→ **Problem details**
Copy every line of the entries that includes the word "query".
***** Available records
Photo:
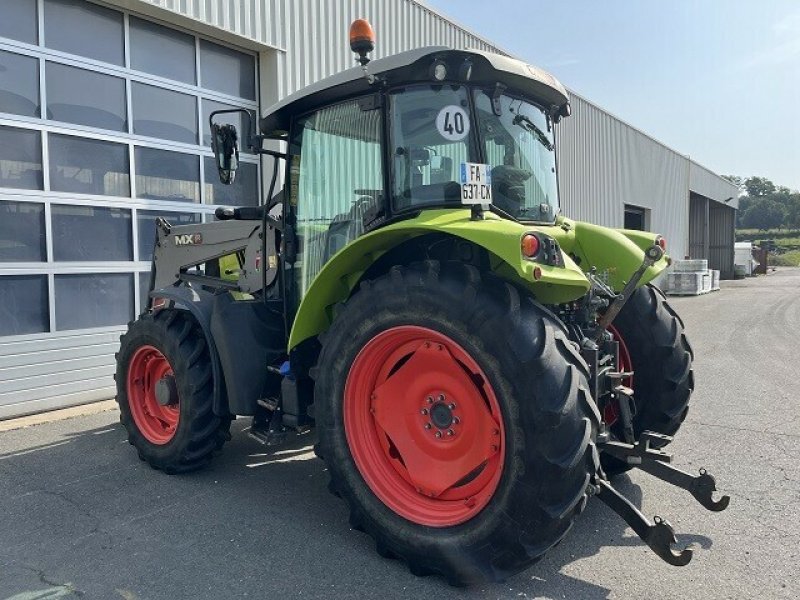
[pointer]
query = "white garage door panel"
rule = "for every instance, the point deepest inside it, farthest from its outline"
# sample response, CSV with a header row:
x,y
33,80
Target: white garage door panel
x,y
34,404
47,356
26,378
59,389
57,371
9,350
**********
***** Available records
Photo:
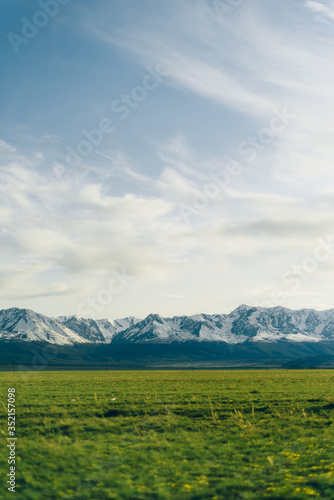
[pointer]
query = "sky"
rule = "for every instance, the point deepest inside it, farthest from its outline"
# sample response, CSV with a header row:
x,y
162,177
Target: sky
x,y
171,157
**********
***** Available records
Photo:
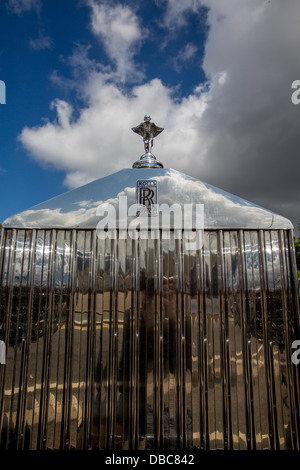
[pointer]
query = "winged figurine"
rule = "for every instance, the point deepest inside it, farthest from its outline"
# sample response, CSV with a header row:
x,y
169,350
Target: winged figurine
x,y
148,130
**********
→ **Solution for this exercise**
query = "white garage door panel"
query = "sky"
query = "winged figurine"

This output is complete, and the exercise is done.